§ Exercise description:
In the entries below, return only the line containing "Target: branching coral" and those after it, exactly, through the last line.
-- Dataset extract follows --
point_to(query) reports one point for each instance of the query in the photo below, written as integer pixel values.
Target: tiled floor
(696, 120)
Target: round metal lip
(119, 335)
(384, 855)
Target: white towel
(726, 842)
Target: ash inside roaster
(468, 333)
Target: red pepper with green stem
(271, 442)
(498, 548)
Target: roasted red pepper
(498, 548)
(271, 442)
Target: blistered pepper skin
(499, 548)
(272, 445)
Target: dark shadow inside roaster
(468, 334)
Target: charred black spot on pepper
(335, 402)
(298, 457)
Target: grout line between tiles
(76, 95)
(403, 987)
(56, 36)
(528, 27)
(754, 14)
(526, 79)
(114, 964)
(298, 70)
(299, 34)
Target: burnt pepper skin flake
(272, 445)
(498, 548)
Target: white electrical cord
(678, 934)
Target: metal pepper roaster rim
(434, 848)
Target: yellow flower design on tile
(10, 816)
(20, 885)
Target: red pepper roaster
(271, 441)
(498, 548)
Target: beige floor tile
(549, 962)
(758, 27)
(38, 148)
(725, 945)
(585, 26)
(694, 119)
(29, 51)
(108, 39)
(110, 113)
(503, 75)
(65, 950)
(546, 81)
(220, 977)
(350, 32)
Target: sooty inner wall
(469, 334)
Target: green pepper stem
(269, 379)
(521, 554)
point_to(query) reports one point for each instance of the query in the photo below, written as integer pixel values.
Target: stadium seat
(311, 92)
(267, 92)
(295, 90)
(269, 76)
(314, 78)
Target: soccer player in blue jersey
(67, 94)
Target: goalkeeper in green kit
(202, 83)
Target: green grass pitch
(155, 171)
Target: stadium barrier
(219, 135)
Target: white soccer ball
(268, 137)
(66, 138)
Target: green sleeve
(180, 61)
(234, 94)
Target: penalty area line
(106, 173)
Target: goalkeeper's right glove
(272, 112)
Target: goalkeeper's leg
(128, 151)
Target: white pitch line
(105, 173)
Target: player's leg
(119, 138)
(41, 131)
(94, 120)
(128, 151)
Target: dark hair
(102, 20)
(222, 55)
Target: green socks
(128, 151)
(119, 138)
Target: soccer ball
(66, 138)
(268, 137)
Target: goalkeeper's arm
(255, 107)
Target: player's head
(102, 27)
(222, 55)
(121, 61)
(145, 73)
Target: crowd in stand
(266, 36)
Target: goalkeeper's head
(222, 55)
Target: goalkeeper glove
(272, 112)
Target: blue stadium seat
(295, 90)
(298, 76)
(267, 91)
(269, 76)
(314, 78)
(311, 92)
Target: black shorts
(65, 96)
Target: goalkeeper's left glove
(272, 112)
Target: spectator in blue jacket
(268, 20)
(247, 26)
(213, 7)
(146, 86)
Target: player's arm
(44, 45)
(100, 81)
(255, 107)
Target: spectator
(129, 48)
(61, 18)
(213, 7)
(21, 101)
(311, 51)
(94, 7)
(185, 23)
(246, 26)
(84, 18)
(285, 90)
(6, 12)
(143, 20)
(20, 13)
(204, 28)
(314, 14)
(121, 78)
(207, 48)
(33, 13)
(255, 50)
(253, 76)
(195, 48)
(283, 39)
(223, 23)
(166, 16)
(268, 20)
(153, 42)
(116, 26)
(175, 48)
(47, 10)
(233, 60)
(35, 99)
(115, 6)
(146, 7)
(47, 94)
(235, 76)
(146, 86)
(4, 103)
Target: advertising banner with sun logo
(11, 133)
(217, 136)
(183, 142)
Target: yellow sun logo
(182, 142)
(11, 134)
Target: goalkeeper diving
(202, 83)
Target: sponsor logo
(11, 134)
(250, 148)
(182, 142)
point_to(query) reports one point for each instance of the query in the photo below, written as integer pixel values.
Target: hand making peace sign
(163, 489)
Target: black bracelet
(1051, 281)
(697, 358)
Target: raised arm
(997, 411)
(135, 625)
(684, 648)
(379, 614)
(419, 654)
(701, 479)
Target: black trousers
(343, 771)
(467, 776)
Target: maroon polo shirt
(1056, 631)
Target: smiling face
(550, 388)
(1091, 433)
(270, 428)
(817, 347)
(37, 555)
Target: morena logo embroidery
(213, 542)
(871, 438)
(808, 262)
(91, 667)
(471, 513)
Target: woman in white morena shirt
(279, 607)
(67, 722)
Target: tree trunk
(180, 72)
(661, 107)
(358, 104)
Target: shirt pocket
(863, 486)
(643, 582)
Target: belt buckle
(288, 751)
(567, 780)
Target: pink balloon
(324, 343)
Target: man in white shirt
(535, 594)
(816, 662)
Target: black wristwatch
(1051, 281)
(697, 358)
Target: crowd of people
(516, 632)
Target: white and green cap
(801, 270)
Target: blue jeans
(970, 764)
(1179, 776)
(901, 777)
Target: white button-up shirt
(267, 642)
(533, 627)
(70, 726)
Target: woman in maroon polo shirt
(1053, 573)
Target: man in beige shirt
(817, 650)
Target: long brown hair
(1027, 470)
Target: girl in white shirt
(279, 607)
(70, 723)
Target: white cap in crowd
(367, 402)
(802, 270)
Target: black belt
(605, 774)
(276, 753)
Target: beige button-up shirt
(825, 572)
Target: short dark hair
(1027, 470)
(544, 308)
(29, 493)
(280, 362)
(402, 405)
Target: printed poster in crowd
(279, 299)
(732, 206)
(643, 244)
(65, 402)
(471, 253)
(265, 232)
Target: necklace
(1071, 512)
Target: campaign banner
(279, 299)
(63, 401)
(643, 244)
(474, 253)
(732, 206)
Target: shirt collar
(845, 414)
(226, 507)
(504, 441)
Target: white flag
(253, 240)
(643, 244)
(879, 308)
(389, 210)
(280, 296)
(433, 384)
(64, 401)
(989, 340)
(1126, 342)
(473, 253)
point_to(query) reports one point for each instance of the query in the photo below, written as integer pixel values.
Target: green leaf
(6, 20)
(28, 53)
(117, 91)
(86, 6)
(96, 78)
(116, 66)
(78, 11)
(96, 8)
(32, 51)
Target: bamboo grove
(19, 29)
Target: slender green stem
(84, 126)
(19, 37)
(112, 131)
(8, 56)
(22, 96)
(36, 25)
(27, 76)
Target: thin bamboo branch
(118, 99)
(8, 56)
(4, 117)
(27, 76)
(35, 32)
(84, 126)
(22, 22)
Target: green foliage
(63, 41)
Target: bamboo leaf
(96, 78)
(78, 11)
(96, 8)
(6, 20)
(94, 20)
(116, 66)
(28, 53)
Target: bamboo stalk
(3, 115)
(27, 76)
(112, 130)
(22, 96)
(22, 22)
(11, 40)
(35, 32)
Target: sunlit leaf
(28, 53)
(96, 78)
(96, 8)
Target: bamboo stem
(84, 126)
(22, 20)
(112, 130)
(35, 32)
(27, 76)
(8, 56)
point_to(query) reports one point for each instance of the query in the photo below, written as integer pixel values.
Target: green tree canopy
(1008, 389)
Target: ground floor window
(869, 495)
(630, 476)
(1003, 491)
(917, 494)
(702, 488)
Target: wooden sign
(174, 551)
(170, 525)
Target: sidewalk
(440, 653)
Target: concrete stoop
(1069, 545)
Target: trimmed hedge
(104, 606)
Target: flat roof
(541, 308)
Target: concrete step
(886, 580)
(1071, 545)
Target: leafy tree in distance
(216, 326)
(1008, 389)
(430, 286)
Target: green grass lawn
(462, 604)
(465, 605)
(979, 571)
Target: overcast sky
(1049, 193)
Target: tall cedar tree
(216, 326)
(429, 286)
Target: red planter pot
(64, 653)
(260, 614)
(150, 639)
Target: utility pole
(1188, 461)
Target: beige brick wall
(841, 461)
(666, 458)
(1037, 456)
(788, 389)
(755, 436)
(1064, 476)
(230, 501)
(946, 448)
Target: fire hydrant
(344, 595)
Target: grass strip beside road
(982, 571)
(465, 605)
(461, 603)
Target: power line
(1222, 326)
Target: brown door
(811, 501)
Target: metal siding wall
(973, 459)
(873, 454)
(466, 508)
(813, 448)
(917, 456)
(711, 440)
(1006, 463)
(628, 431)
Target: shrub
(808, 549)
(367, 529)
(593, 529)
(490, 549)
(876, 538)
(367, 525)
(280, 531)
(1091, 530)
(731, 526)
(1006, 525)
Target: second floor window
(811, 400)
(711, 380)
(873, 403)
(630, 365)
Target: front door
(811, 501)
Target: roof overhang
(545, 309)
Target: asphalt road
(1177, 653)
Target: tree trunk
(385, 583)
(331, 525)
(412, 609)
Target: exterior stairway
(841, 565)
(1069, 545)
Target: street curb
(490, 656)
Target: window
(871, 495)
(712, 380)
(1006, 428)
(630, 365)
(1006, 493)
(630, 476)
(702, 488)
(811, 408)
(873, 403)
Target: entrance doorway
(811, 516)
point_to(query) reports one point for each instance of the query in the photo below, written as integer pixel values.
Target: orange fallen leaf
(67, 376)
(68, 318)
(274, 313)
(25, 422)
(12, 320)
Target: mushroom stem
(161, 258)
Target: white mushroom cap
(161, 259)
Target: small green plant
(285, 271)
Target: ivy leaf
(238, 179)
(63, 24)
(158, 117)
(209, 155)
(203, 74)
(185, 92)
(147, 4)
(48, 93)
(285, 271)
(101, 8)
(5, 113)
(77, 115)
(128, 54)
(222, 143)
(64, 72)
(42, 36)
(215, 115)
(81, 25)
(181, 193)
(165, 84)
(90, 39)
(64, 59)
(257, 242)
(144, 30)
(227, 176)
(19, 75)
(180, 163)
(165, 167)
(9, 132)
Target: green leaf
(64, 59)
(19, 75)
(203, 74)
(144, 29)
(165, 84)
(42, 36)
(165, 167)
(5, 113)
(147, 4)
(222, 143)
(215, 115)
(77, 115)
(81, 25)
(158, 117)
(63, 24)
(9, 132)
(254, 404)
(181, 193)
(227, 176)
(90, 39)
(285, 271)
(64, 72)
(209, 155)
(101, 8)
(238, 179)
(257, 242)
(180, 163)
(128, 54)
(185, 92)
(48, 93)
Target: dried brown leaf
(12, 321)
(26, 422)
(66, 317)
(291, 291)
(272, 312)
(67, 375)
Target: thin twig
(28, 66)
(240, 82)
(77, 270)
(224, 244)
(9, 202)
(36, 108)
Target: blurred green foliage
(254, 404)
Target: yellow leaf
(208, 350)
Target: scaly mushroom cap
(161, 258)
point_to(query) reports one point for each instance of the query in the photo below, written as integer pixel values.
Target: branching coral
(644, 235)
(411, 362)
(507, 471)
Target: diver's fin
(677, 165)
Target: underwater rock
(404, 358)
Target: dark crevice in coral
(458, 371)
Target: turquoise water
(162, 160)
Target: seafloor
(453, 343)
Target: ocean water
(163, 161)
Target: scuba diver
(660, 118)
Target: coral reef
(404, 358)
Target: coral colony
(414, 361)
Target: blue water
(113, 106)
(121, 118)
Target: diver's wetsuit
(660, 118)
-- Dataset extract concluded --
§ Solution to the exercise:
Target: branching coral
(644, 235)
(411, 362)
(507, 471)
Target: diver's fin
(677, 165)
Target: underwater rock
(404, 358)
Target: dark crevice in coral
(458, 371)
Target: turquoise water
(162, 160)
Target: seafloor
(453, 343)
Target: ocean water
(163, 161)
Target: scuba diver
(660, 118)
Target: coral reef
(404, 358)
Target: coral colony
(414, 361)
Target: blue water
(113, 106)
(121, 118)
Target: diver's wetsuit
(660, 118)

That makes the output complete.